▶ Stated task 1: In the eminent domain transcript, translate the sentence "That first arose in Berman v. Parker in 1954." into French.

▶ Document passage:
====================

Senator MASSEY: That's right.

Senator CAMPSEN: Senator, didn't that concept first arrive in 1954? This is how pernicious the living, breathing constitution concept is. A seed is planted in 1954 in the case of Berman v. Parker. In that case the Supreme Court stated that although our Founders said "public use," we, possessing superior knowledge on the court, think the Founders really should have said "public purpose" so we are going to authorize condemnation for public purpose. That first arose in Berman v. Parker in 1954. Then in the Kelo case in 2005, the Supreme Court finished off the job by authorizing and upholding the city of New London, Connecticut's decision to take a piece of waterfront property from a little old lady and convey it to a developer because the developer would produce more property taxes for the city. Isn't that right, Senator?

Senator MASSEY: Yes sir.

Senator CAMPSEN: The Supreme Court, because of its commitment to the living, breathing progressive vision of the Constitution, upheld that as constitutional. Didn't it, Senator?

Senator MASSEY: Yes sir.

Senator CAMPSEN: The Supreme Court upheld it in derogation of the Constitution, in derogation of original intent, and in derogation of little old ladies whose property should be protected. Isn't that right, Senator?

Senator MASSEY: Especially to the little old ladies.

Senator CAMPSEN: So we've had a national conversation about eminent domain. Haven't we here lately, Senator?

Senator MASSEY: Yes sir.

Senator CAMPSEN: The reason I think it is important to have this discussion and make these distinctions is because eminent domain as the Framers envisioned it, properly so, is necessary at times to produce power line right of ways for a regulated utility. It may be necessary at times when the government actually uses the property as long as the individual is paid just compensation at market value. But we have had a liberal Supreme Court that has ruled it is okay to take property from a little old lady and give it to a big high powered developer as long as the city believes the high powered developer is going to produce more tax revenue for the city. Isn't that right, Senator?

Senator MASSEY: That is correct.

Senator CAMPSEN: Is that not anathema to the actual concept that the Framers of the Constitution had in mind?

Senator MASSEY: I think that's true and I think it is also anathema to what the public at large expects for the use of eminent domain. I think most people accept eminent domain in a situation where the government is building a road, or if there is a new waterline coming thru, or even like you said for power transmission lines. But when you are talking about an unregulated private institution taking property, that makes people take a step back.

====================

▶ Given records:
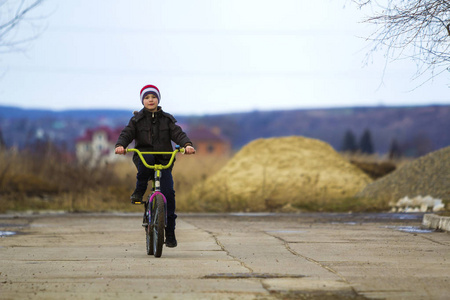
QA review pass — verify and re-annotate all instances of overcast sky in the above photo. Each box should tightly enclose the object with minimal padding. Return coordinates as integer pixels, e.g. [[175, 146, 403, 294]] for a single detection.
[[0, 0, 450, 115]]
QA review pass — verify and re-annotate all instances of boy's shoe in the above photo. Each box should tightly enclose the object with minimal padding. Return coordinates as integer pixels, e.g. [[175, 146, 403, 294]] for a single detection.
[[166, 230, 177, 248], [130, 191, 144, 204]]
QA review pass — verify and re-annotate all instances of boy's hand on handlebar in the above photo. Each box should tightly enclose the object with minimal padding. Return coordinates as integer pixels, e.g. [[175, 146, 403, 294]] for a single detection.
[[115, 146, 127, 155], [184, 146, 195, 154]]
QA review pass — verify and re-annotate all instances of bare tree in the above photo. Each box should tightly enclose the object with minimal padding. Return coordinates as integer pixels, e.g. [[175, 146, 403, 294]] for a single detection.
[[352, 0, 450, 78], [0, 0, 44, 52]]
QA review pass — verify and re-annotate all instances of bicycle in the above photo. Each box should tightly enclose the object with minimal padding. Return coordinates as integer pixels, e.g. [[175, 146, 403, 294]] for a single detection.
[[126, 145, 185, 257]]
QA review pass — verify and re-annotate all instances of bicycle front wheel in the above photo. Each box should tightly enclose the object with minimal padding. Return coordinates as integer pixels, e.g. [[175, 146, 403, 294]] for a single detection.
[[151, 195, 166, 257], [144, 202, 154, 255]]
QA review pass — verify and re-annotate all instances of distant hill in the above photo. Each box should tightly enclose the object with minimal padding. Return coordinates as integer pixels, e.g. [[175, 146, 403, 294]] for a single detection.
[[0, 105, 450, 156]]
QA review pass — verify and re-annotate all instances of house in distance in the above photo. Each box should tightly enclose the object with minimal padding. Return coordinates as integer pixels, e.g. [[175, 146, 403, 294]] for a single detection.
[[76, 126, 123, 167]]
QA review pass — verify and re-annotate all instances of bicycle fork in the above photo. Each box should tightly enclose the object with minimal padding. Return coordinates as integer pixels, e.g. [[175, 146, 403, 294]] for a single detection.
[[145, 170, 167, 227]]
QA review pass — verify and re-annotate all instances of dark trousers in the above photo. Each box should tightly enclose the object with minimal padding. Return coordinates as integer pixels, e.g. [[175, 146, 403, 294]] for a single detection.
[[135, 154, 177, 230]]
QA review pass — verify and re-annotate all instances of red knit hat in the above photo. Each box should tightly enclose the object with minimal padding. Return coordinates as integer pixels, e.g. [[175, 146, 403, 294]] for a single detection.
[[141, 84, 161, 105]]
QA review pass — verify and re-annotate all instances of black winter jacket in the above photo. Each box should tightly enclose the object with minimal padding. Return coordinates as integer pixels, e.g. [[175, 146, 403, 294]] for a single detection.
[[116, 107, 192, 164]]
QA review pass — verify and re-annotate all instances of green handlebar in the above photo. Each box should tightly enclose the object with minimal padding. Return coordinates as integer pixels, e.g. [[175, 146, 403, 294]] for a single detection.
[[127, 148, 185, 170]]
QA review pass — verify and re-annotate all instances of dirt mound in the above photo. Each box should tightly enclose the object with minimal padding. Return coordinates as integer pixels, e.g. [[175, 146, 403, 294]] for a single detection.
[[357, 147, 450, 205], [190, 137, 371, 211]]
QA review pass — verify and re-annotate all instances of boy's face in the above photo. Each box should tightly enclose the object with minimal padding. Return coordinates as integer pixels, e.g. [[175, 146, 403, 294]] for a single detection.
[[144, 94, 158, 112]]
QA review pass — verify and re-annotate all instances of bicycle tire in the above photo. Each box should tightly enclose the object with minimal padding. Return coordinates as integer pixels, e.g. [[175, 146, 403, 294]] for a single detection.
[[151, 195, 166, 257], [149, 204, 154, 255]]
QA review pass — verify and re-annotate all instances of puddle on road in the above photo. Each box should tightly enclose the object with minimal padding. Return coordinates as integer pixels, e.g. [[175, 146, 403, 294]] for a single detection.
[[230, 212, 275, 217], [0, 231, 17, 237], [386, 226, 434, 233], [203, 273, 306, 279], [266, 230, 306, 233]]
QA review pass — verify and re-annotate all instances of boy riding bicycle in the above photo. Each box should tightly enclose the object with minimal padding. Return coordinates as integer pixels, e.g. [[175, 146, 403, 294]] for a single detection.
[[115, 85, 195, 247]]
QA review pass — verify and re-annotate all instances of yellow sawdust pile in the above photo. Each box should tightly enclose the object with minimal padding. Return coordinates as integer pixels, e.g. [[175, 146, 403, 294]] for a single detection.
[[190, 136, 371, 211]]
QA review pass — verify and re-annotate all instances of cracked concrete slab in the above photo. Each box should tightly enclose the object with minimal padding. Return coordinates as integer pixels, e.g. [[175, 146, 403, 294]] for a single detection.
[[0, 214, 450, 299]]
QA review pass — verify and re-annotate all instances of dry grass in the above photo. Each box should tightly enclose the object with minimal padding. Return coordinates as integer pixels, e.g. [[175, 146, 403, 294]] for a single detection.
[[0, 151, 228, 213], [0, 144, 428, 213]]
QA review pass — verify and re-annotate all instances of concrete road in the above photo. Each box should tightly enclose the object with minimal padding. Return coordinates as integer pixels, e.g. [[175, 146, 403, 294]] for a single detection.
[[0, 214, 450, 299]]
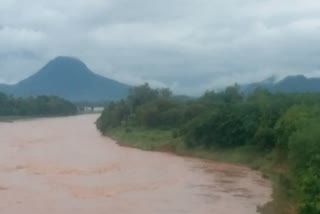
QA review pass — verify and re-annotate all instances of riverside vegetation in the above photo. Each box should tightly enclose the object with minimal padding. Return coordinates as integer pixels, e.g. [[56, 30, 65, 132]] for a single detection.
[[0, 93, 77, 120], [97, 84, 320, 214]]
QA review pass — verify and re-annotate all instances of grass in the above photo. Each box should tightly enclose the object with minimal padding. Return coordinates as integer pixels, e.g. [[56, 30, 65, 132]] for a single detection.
[[106, 127, 296, 214]]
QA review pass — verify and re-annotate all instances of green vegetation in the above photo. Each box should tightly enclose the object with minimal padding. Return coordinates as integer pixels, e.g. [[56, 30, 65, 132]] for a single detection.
[[0, 93, 77, 120], [97, 84, 320, 214]]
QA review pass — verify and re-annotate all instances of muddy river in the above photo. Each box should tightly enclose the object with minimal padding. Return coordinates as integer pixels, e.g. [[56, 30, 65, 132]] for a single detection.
[[0, 115, 271, 214]]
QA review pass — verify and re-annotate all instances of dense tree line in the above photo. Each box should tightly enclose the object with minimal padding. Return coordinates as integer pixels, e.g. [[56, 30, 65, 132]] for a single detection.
[[0, 93, 77, 116], [97, 84, 320, 214]]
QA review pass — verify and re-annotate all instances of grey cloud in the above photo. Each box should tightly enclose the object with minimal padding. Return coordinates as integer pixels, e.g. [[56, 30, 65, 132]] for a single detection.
[[0, 0, 320, 94]]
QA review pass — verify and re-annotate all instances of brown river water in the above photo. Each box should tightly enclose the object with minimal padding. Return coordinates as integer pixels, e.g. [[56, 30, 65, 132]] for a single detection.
[[0, 115, 271, 214]]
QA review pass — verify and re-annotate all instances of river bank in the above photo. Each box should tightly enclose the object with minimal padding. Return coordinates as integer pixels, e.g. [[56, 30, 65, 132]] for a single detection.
[[106, 127, 296, 214], [0, 115, 271, 214]]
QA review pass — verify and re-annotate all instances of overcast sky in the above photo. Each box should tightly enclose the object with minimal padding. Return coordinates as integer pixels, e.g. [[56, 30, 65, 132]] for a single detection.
[[0, 0, 320, 94]]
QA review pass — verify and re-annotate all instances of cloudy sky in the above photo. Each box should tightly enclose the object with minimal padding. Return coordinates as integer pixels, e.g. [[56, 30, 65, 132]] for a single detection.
[[0, 0, 320, 94]]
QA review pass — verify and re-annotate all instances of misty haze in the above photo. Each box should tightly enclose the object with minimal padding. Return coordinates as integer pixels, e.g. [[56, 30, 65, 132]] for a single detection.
[[0, 0, 320, 214]]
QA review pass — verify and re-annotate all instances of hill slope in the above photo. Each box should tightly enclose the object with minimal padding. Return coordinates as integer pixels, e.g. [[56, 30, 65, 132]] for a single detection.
[[0, 57, 129, 101]]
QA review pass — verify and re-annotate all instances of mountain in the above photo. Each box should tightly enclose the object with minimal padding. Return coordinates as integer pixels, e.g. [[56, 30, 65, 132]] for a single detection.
[[241, 75, 320, 93], [0, 57, 129, 101]]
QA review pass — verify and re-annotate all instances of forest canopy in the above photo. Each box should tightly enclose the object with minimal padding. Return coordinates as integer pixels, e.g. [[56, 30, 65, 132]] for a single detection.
[[97, 84, 320, 214]]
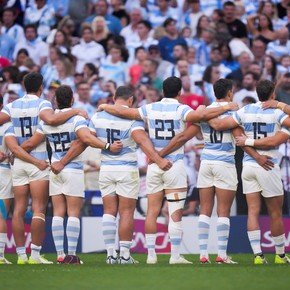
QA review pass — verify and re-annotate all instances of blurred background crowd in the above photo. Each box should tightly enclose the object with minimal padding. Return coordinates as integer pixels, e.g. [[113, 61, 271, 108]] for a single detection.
[[0, 0, 290, 215]]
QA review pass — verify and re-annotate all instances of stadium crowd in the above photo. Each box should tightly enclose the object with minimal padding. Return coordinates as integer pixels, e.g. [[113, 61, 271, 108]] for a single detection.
[[0, 0, 290, 216]]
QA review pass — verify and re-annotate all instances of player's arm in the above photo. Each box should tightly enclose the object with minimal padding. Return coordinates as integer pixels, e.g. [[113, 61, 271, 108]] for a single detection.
[[21, 132, 45, 152], [98, 104, 142, 120], [159, 125, 200, 157], [186, 103, 238, 123], [235, 131, 289, 150], [232, 127, 274, 171], [0, 112, 10, 126], [76, 128, 123, 153], [5, 136, 49, 170], [39, 108, 88, 126], [131, 129, 172, 170]]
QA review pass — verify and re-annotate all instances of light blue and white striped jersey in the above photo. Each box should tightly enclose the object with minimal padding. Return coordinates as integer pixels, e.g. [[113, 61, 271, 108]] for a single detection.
[[0, 122, 14, 169], [139, 98, 193, 162], [37, 108, 88, 170], [89, 112, 144, 171], [200, 102, 236, 164], [233, 102, 288, 166], [2, 94, 52, 160]]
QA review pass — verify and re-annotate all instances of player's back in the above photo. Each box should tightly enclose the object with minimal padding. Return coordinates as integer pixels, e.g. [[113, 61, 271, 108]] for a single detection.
[[139, 98, 192, 162], [0, 122, 13, 168], [3, 94, 51, 160], [37, 109, 87, 169], [234, 102, 287, 164], [90, 111, 144, 170], [200, 102, 235, 164]]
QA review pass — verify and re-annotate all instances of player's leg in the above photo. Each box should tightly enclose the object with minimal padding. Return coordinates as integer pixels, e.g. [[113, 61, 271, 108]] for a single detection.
[[198, 187, 215, 263], [51, 194, 67, 263], [65, 195, 84, 256], [216, 188, 236, 264], [12, 185, 29, 264], [118, 195, 137, 263], [29, 180, 52, 264], [102, 193, 118, 264], [0, 198, 11, 265], [145, 191, 164, 264], [265, 195, 290, 264]]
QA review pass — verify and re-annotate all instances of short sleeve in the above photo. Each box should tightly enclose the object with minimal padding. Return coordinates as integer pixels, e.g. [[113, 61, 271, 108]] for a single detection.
[[39, 100, 52, 112], [74, 116, 88, 132], [36, 121, 44, 135], [232, 108, 244, 125], [131, 121, 145, 132], [1, 103, 11, 117], [181, 105, 193, 122], [138, 105, 148, 120]]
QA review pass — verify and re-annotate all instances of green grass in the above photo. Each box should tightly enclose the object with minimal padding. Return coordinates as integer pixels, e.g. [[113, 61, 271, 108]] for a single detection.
[[0, 254, 290, 290]]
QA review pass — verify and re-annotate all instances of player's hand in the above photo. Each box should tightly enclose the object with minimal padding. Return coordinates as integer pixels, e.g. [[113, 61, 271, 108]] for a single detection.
[[97, 104, 107, 112], [256, 155, 275, 171], [262, 100, 278, 110], [50, 161, 64, 175], [0, 151, 8, 163], [77, 109, 89, 120], [110, 141, 123, 153], [235, 134, 248, 146], [156, 158, 172, 171], [35, 160, 49, 171], [229, 102, 239, 111]]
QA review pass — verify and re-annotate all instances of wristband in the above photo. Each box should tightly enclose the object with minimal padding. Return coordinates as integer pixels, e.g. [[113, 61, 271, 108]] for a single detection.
[[277, 102, 287, 112], [245, 139, 255, 147], [104, 143, 111, 150]]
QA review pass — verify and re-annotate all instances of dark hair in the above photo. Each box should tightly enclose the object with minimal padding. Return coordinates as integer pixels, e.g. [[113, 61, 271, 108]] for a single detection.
[[163, 77, 182, 98], [55, 85, 73, 109], [244, 71, 260, 82], [223, 1, 236, 8], [256, 80, 275, 102], [138, 20, 152, 30], [202, 64, 219, 83], [213, 79, 233, 100], [23, 72, 43, 94], [115, 86, 135, 102], [258, 13, 273, 31], [24, 24, 37, 33]]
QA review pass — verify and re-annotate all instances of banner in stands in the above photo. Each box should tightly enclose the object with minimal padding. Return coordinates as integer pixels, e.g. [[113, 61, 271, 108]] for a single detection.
[[6, 216, 290, 254]]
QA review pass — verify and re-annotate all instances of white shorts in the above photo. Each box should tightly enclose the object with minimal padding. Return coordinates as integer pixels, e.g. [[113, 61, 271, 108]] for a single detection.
[[197, 161, 238, 191], [242, 164, 284, 198], [99, 168, 140, 199], [12, 159, 49, 186], [49, 170, 85, 198], [146, 160, 187, 194], [0, 167, 14, 199]]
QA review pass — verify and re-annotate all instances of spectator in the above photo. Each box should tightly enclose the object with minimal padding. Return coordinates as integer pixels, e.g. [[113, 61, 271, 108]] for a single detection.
[[266, 30, 290, 60], [0, 20, 15, 61], [73, 82, 96, 118], [120, 8, 142, 43], [276, 72, 290, 105], [262, 55, 279, 82], [2, 8, 24, 43], [223, 1, 248, 40], [85, 0, 122, 34], [233, 72, 259, 108], [24, 0, 55, 39], [71, 26, 105, 73], [226, 52, 252, 89], [159, 18, 187, 63], [14, 24, 48, 66], [100, 45, 128, 86]]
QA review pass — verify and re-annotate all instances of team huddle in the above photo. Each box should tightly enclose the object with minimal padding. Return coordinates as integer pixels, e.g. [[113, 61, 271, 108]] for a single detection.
[[0, 73, 290, 264]]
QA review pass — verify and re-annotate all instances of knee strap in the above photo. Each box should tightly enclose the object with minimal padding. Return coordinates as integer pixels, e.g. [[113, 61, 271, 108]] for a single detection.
[[32, 213, 45, 222]]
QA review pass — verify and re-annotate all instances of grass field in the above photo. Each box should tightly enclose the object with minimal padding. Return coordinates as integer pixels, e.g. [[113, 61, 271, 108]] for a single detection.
[[0, 254, 290, 290]]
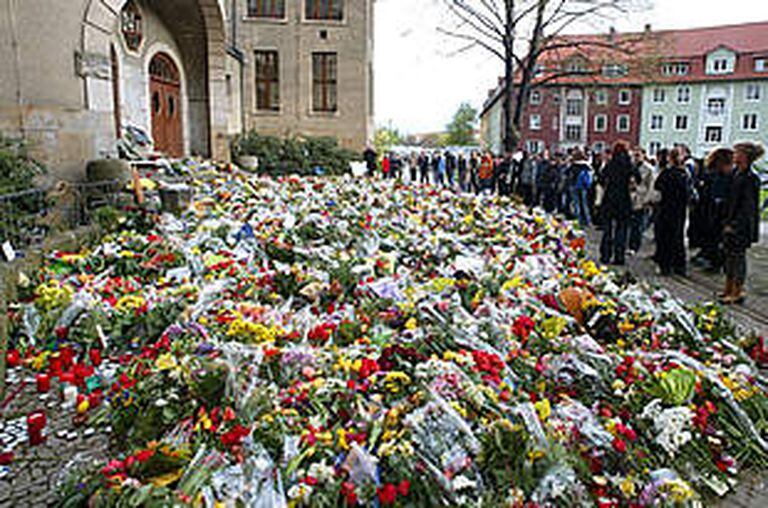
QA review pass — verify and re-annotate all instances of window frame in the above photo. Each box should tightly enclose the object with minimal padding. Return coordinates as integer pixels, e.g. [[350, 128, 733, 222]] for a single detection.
[[741, 113, 760, 132], [744, 83, 763, 102], [246, 0, 286, 21], [593, 114, 608, 132], [704, 125, 723, 144], [253, 48, 282, 113], [310, 51, 339, 114], [648, 114, 664, 132], [528, 113, 542, 131], [616, 115, 632, 133], [618, 88, 632, 106]]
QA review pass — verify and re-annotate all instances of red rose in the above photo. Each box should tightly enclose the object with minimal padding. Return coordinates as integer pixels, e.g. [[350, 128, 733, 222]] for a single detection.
[[136, 450, 155, 463], [376, 483, 397, 506]]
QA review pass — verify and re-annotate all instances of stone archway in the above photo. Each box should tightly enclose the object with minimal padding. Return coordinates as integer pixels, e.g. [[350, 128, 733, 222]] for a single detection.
[[80, 0, 229, 160]]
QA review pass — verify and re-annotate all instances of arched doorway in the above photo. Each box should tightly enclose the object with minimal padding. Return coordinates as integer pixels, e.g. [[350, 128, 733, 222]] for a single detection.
[[149, 53, 184, 157]]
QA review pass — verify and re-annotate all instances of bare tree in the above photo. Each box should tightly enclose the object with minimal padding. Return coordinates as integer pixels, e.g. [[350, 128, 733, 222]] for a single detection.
[[438, 0, 650, 151]]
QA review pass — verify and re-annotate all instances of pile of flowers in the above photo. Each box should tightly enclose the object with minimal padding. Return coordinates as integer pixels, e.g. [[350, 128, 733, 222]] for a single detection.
[[6, 173, 768, 507]]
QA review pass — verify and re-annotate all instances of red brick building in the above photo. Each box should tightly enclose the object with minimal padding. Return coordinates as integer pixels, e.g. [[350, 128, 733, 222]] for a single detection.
[[480, 33, 650, 152]]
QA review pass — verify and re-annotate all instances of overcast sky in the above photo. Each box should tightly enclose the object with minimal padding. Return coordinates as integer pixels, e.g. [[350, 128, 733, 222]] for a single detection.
[[375, 0, 768, 133]]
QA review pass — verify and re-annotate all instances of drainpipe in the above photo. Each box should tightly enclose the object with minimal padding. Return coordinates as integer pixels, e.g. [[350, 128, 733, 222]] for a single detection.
[[227, 0, 245, 131], [8, 0, 24, 134]]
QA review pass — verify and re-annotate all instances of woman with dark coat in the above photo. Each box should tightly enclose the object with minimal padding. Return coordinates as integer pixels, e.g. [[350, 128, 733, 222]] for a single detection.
[[721, 143, 765, 305], [600, 141, 641, 265], [654, 148, 689, 276]]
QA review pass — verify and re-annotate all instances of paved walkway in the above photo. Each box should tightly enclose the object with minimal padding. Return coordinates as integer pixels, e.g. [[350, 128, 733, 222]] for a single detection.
[[588, 223, 768, 508]]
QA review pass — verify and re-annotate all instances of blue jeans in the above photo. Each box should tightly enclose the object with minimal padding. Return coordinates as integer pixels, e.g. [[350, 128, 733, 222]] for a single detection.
[[600, 217, 627, 265], [571, 189, 592, 227]]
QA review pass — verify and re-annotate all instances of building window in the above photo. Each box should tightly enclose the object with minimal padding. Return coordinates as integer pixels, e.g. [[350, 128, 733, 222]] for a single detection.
[[312, 53, 338, 112], [595, 90, 608, 106], [707, 97, 725, 116], [529, 115, 541, 131], [248, 0, 285, 19], [603, 64, 629, 78], [741, 113, 758, 131], [616, 115, 630, 132], [711, 58, 730, 74], [595, 115, 608, 132], [306, 0, 344, 21], [255, 51, 280, 111], [565, 125, 581, 143], [619, 88, 632, 106], [704, 126, 723, 143], [746, 83, 761, 102], [651, 115, 664, 131], [661, 62, 691, 76], [120, 0, 144, 51]]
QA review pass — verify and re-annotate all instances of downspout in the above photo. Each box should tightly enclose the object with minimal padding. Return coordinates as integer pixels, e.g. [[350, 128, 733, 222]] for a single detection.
[[8, 0, 24, 134]]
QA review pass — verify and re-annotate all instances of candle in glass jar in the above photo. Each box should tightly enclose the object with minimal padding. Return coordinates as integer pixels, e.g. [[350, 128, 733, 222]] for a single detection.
[[37, 374, 51, 393], [27, 411, 47, 446]]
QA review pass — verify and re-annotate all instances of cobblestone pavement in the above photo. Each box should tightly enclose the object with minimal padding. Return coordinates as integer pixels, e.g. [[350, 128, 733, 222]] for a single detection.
[[0, 369, 107, 508], [587, 224, 768, 508]]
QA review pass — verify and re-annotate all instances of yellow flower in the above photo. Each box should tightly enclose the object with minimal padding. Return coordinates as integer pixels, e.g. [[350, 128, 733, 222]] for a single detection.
[[534, 399, 552, 422], [155, 353, 178, 371]]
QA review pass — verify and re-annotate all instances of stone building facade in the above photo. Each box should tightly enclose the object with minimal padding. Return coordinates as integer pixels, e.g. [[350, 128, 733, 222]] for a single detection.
[[0, 0, 373, 179]]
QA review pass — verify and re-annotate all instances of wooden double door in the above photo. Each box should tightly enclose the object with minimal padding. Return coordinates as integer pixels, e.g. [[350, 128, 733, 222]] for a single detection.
[[149, 53, 184, 157]]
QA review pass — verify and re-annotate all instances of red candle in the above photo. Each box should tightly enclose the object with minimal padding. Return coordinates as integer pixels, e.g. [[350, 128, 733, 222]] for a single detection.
[[88, 349, 101, 367], [37, 374, 51, 393], [27, 411, 47, 446], [5, 349, 21, 367]]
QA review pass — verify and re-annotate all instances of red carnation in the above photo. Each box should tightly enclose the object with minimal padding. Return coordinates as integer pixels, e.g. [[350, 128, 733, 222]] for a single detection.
[[376, 483, 397, 506]]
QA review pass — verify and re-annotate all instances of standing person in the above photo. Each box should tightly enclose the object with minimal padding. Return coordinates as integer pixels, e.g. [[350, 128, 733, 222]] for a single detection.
[[445, 150, 456, 187], [518, 154, 539, 208], [458, 152, 469, 192], [477, 152, 493, 192], [469, 152, 480, 194], [570, 150, 592, 227], [699, 148, 733, 273], [363, 145, 378, 177], [629, 148, 656, 253], [654, 147, 690, 276], [721, 143, 765, 305], [419, 150, 430, 185], [432, 152, 445, 187], [496, 153, 512, 196], [381, 154, 392, 180], [600, 141, 640, 266]]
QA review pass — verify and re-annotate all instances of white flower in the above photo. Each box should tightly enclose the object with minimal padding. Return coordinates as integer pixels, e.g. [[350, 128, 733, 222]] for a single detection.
[[451, 474, 477, 492]]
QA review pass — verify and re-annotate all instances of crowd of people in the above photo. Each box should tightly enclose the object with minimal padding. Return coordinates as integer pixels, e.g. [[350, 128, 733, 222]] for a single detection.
[[364, 142, 768, 304]]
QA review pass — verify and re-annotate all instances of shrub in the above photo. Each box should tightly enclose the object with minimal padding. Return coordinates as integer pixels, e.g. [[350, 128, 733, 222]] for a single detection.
[[0, 134, 45, 194], [232, 131, 358, 176]]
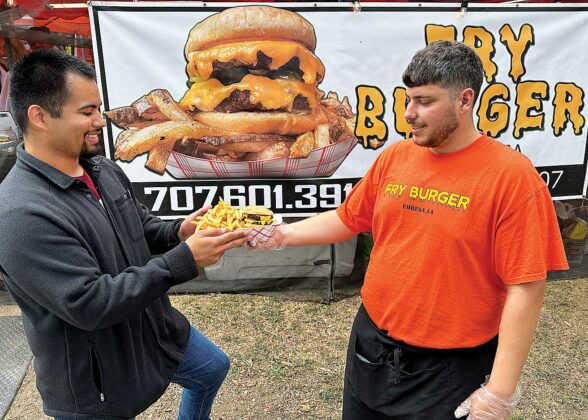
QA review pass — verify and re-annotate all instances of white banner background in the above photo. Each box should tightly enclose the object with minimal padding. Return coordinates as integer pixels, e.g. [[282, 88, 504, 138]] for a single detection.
[[90, 2, 588, 215]]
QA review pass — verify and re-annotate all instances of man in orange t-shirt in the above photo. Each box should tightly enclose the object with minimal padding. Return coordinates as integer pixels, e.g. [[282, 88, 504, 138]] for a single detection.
[[255, 41, 568, 420]]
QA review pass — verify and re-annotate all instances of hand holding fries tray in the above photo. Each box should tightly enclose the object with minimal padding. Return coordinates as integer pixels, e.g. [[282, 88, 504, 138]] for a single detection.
[[105, 6, 357, 178], [192, 198, 282, 246]]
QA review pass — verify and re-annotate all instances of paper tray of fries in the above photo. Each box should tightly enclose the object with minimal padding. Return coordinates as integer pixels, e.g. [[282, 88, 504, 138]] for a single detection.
[[166, 136, 357, 178], [192, 198, 282, 246]]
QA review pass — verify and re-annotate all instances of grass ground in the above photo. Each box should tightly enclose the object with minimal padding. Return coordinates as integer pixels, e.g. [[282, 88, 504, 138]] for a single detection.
[[6, 279, 588, 420]]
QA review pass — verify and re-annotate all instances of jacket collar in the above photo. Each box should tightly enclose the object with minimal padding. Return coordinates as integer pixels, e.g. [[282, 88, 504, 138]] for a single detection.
[[16, 142, 104, 190]]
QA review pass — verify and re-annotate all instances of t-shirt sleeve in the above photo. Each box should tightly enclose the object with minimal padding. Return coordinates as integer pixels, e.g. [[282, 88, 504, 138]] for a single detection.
[[495, 184, 568, 285], [337, 149, 384, 233]]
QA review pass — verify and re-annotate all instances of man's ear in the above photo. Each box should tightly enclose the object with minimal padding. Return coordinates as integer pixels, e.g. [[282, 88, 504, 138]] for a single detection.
[[27, 105, 49, 131], [459, 88, 475, 111]]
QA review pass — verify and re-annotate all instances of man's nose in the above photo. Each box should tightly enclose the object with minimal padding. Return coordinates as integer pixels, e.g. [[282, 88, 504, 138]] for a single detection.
[[404, 102, 416, 121], [92, 114, 106, 128]]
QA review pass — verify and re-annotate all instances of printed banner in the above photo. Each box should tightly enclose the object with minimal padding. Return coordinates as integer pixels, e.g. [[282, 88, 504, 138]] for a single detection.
[[91, 2, 588, 218]]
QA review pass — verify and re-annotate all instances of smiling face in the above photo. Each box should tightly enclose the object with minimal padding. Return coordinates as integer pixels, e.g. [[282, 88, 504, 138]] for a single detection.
[[47, 73, 106, 160], [404, 85, 460, 149]]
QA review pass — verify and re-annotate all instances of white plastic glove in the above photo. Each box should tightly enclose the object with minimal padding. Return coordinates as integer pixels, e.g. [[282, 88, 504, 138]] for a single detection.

====================

▶ Stated task 2: Print the lines of the listing, starting at the beginning of the listing and ending at the line containing "[[0, 0, 450, 115]]", with both ends included. Omit the pictures.

▶ Correct response 1: Cela est apparu pour la première fois dans l'affaire Berman v. Parker en 1954.

▶ Correct response 2:
QA review pass — verify and re-annotate all instances of overcast sky in the above photo. Each box should tightly enclose the object with minimal padding. Return coordinates as integer pixels, e.g. [[175, 146, 403, 294]] for a single detection.
[[0, 0, 450, 115]]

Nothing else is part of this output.